● The problem:
Count the lines in the records below that contain the word "tree". Give only the number.

● Source data:
- - -

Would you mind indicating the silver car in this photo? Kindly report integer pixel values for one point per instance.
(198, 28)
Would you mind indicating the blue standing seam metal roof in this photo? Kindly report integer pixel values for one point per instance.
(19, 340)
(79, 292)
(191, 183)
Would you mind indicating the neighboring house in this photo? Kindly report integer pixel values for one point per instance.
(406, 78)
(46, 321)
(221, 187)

- - -

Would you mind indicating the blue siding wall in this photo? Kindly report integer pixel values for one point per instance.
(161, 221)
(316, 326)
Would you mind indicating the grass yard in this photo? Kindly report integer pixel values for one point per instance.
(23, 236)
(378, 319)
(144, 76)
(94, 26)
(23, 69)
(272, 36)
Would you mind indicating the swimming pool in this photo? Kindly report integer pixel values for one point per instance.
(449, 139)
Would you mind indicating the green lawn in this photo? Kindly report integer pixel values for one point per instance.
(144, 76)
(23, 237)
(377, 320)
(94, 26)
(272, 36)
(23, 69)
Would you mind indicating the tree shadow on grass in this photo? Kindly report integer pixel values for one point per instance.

- - -

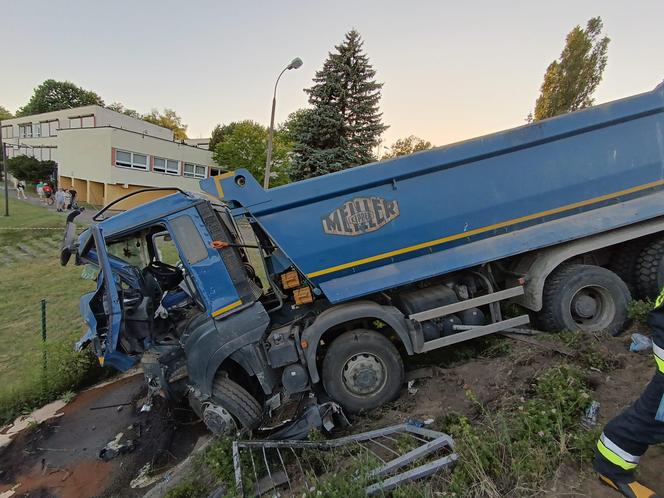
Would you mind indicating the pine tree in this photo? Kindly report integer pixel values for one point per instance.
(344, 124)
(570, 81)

- - -

● Complete response:
2